**TAREA ASIGNADA 1**
Presenta como lista numerada el tramo de los registros desde la línea que contiene "Pinpoint every visible gray sectional sofa." hasta la línea que contiene "[370,168,407,187]", ambas incluidas. Omite las líneas en blanco.

**TEXTO FUENTE**
"""
Cuando se supo que CFK le mandó a Alberto Fernández “Diario de una temporada en el quinto piso” de Juan Carlos Torre como obsequio para su último cumpleaños, las ventas del libro –que ya venían muy bien- treparon hasta convertirlo en un boom editorial. De las lecturas posibles sobre las íntimas razones que animaron el regalo, ninguna pudo obviar como marco la frialdad que hoy domina las relaciones personales entre el presidente y la vice que lo encumbró en 2019. ¿Pero cuál sería el mensaje cifrado en aquel gesto?
Una gran mayoría fue a buscar sentido en la coyuntura política y económica que rodeó la escena. En concreto, se cumplía un mes del anuncio del acuerdo con el FMI que Máximo Kirchner repudió con su voto en Diputados. Otra parte indagó más en la memoria de los años revisitados por el autor, un sociólogo integrante del equipo de Juan Sourrouille, padre del Plan Austral y de la “economía de guerra” con la que, en 1985, Raúl Alfonsín intentó cumplir las recetas del FMI en materia de déficit fiscal e inflación. En 18 meses de gobierno, Alfonsín había acumulado un enorme prestigio social, incluso por fuera de sus electores originarios, pero la economía seguía siendo un desastre y, al líder ético que recitaba el preámbulo de la Constitución, se le comenzaba a pedir resultados en materia económica, que no asomaban por el horizonte.
"""
(Registros de coordenadas anotados)
"""
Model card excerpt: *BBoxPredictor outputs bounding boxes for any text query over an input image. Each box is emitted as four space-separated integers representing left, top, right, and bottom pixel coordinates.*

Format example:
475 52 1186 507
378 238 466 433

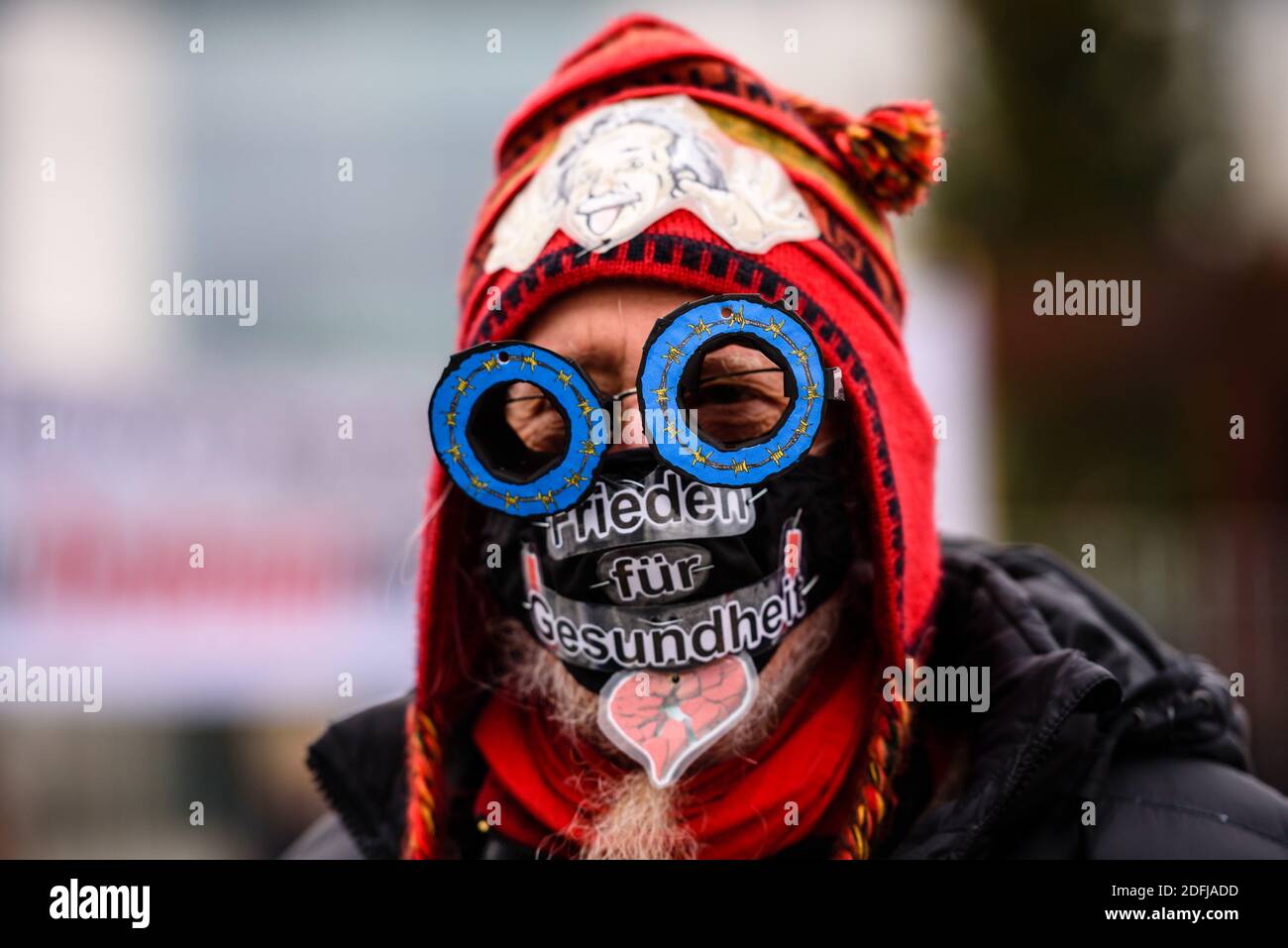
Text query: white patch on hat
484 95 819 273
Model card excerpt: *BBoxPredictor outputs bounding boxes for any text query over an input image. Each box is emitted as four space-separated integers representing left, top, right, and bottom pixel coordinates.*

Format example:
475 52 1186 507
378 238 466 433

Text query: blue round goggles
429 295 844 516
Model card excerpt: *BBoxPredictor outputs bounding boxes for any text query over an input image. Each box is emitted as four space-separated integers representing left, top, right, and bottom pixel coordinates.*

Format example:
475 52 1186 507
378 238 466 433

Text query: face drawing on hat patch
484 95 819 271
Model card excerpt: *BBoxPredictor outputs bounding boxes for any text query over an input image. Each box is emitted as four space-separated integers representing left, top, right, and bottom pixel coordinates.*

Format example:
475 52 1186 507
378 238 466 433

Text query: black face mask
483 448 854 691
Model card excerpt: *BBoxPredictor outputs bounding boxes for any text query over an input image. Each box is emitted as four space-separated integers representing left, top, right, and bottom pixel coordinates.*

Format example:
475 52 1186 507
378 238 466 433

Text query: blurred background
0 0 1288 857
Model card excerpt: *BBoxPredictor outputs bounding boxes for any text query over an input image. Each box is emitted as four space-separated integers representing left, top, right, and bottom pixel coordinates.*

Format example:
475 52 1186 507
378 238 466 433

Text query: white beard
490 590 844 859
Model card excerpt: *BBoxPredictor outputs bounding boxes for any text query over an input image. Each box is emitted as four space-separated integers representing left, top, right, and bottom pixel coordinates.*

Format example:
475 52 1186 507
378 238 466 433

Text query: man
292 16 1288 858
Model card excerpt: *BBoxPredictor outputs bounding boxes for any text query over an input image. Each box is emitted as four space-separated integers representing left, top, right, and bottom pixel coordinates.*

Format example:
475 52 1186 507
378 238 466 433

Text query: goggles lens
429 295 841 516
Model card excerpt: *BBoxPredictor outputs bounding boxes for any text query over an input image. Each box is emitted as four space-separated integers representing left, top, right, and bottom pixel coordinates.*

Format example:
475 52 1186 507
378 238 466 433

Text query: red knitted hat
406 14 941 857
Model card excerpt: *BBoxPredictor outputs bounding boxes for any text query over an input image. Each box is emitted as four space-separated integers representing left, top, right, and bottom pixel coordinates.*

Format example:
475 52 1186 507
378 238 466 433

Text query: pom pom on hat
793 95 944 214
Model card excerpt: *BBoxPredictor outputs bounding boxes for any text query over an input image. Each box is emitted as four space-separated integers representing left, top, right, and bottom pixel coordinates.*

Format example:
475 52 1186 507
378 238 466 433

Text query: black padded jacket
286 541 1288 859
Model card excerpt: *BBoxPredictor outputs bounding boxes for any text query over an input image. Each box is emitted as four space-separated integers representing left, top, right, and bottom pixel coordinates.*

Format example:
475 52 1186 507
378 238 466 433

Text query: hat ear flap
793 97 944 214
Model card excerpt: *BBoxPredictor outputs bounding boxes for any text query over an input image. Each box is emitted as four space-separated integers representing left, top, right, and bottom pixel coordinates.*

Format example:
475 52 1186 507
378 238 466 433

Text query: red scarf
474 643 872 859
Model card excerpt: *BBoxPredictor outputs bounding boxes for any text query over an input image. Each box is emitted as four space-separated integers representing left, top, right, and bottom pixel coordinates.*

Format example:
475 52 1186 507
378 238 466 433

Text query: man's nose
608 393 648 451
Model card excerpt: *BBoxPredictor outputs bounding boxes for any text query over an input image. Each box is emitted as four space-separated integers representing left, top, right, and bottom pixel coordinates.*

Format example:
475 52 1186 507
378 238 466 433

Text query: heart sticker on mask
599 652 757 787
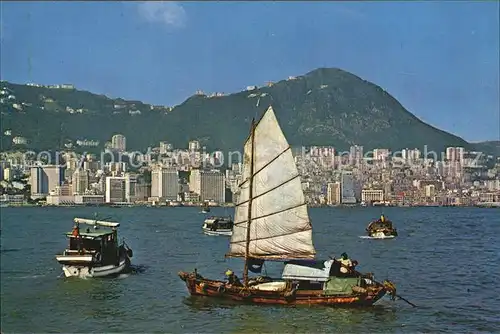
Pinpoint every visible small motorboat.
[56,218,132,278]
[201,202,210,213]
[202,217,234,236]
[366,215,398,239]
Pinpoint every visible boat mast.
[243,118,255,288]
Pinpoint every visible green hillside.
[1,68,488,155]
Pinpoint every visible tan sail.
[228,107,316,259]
"""
"""
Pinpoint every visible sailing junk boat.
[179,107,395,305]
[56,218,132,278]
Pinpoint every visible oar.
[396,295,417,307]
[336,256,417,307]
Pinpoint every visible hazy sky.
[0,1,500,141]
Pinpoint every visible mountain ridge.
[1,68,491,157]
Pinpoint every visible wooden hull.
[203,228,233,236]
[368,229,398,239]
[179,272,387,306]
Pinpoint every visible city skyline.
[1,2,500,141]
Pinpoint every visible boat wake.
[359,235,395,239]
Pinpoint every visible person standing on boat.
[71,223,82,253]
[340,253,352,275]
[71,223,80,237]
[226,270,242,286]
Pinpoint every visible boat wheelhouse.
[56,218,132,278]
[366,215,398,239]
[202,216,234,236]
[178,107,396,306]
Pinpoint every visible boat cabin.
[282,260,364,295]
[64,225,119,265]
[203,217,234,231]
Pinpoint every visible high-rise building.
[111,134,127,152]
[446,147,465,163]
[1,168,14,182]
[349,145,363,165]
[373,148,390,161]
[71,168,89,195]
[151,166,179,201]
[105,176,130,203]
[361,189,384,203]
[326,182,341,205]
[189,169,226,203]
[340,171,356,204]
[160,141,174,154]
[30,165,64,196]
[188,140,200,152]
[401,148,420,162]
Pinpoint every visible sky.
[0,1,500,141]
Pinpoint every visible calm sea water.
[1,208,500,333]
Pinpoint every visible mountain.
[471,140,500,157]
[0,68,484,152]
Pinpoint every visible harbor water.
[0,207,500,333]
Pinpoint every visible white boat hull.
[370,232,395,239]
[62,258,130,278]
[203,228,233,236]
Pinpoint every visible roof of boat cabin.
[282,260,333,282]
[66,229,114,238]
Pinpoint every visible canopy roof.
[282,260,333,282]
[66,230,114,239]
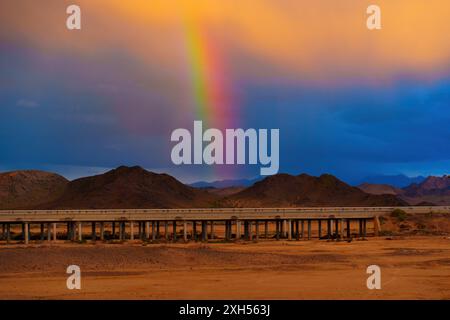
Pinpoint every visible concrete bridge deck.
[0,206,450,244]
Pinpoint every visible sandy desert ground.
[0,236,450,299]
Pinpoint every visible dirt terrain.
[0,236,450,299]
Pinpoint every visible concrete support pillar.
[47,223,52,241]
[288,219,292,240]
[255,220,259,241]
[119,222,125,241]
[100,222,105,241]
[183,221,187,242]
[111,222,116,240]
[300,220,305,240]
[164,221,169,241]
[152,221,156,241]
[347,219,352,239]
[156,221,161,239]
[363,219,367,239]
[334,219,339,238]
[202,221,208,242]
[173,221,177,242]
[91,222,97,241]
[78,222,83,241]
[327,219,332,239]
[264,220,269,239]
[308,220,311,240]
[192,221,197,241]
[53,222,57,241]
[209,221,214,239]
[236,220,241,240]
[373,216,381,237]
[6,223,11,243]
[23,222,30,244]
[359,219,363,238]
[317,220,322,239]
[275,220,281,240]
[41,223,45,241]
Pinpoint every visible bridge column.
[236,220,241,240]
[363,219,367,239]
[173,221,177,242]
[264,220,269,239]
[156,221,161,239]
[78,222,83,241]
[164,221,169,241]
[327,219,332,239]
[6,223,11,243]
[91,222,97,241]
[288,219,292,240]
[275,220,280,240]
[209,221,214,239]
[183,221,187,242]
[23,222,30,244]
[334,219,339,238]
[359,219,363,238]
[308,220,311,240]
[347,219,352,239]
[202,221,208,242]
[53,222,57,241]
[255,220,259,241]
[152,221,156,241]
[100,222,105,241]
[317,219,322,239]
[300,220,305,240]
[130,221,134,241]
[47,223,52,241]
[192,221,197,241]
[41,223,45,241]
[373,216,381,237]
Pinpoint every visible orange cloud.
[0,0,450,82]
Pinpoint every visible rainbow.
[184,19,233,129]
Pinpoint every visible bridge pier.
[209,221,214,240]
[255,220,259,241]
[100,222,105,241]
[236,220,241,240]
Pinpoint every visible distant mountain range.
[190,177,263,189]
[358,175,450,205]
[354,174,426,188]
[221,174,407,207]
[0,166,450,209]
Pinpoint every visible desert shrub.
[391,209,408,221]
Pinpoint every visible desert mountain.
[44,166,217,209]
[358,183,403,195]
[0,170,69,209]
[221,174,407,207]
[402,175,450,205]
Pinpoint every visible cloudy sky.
"""
"""
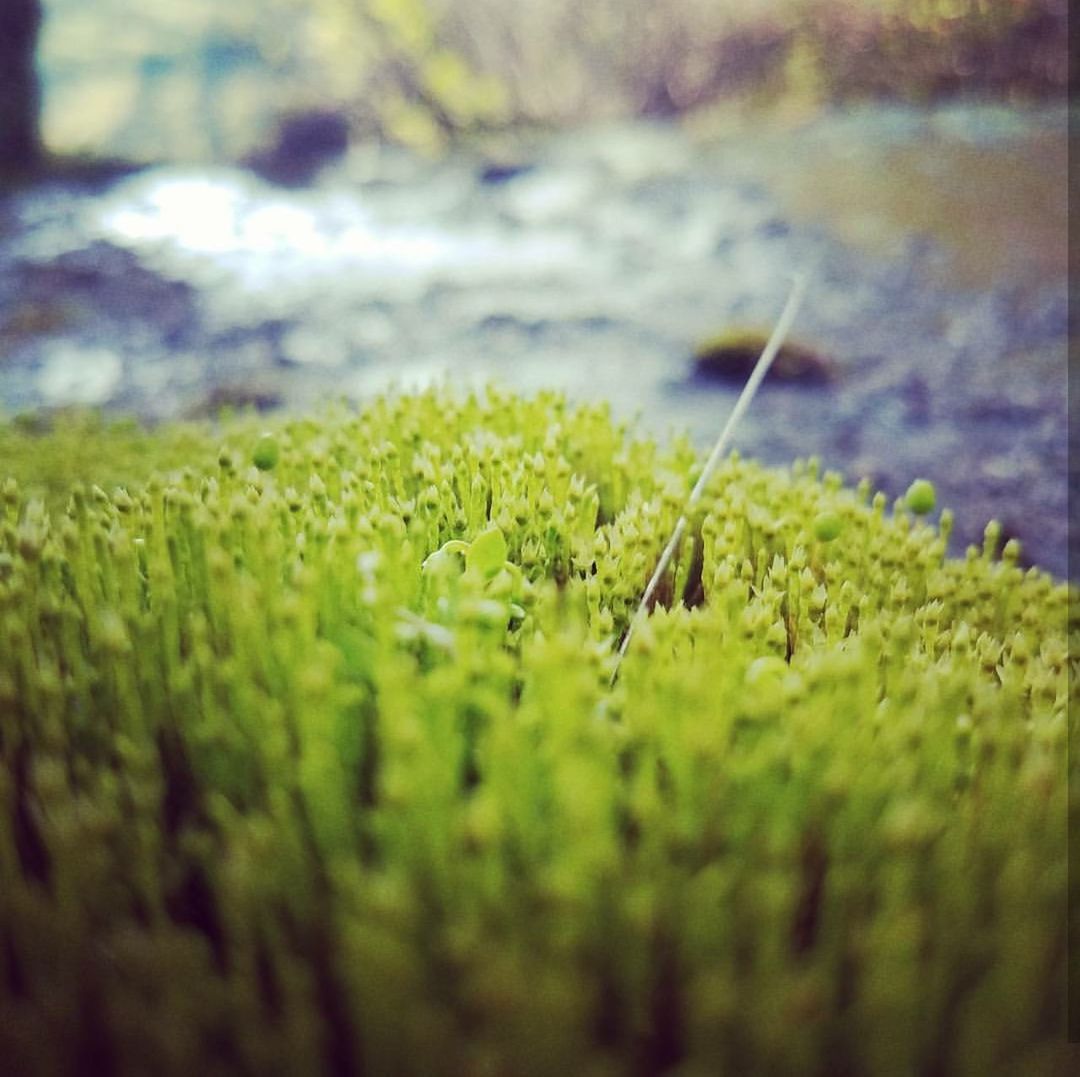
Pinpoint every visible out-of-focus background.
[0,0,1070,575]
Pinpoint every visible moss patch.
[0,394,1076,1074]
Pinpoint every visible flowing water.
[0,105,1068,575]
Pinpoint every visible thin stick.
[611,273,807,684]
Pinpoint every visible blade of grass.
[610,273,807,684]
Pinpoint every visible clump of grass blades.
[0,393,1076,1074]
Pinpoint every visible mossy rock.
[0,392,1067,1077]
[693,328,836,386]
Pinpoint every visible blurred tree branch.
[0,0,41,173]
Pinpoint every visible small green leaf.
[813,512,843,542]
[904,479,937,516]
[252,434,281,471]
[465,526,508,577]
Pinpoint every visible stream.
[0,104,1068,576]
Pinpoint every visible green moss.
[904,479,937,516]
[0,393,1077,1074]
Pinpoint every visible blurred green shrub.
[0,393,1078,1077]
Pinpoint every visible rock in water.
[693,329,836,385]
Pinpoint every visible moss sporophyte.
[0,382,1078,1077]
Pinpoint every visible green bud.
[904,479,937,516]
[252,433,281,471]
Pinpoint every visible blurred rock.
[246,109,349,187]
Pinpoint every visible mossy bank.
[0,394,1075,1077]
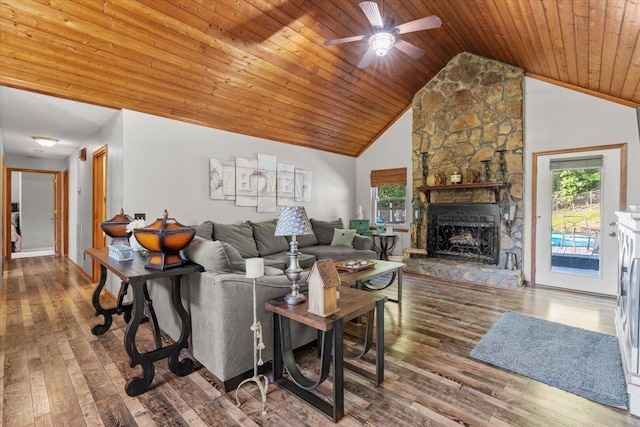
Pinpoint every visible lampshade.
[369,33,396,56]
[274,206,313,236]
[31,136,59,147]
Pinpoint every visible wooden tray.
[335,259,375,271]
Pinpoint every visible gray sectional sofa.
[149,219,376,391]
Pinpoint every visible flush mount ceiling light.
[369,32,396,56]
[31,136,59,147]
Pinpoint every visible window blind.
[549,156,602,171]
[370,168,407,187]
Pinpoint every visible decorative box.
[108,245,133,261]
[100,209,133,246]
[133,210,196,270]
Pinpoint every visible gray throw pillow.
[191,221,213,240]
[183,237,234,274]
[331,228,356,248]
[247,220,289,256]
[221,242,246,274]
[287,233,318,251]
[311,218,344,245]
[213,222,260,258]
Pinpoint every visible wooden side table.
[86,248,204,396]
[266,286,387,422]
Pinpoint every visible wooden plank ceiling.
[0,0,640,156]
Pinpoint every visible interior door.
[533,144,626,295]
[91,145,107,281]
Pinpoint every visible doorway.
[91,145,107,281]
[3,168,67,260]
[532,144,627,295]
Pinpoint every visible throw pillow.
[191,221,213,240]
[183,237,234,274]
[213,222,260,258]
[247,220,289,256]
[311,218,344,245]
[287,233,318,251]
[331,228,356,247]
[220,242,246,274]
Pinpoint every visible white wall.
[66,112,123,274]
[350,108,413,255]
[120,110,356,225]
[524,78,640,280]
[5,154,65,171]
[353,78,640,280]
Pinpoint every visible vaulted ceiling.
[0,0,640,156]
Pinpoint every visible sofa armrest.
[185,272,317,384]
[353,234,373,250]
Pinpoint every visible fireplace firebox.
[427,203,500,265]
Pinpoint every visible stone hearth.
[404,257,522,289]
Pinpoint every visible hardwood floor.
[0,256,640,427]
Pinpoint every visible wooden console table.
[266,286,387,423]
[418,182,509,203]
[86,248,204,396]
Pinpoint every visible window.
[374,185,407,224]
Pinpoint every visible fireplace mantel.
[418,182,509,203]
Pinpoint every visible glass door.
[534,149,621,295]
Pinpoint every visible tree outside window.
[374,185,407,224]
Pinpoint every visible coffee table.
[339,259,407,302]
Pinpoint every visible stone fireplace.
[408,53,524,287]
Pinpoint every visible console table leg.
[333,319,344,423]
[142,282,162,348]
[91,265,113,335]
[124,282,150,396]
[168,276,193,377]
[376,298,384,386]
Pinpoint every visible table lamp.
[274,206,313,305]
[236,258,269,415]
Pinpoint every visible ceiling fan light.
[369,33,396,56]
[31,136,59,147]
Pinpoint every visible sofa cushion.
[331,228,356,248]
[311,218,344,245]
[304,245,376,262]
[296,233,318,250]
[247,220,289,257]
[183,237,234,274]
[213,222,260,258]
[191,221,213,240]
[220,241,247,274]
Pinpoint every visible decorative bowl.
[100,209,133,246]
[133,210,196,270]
"""
**TAREA ASIGNADA 2**
Transcribe sin cambios el tramo del texto fuente que va desde "Cuando se supo" hasta "en aquel gesto?".

**RESPUESTA DEL EJERCICIO 1**
1. Pinpoint every visible gray sectional sofa.
2. [149,219,376,391]
3. Pinpoint every visible flush mount ceiling light.
4. [369,32,396,56]
5. [31,136,59,147]
6. Pinpoint every visible window blind.
7. [549,156,602,171]
8. [370,168,407,187]

**RESPUESTA DEL EJERCICIO 2**
Cuando se supo que CFK le mandó a Alberto Fernández “Diario de una temporada en el quinto piso” de Juan Carlos Torre como obsequio para su último cumpleaños, las ventas del libro –que ya venían muy bien- treparon hasta convertirlo en un boom editorial. De las lecturas posibles sobre las íntimas razones que animaron el regalo, ninguna pudo obviar como marco la frialdad que hoy domina las relaciones personales entre el presidente y la vice que lo encumbró en 2019. ¿Pero cuál sería el mensaje cifrado en aquel gesto?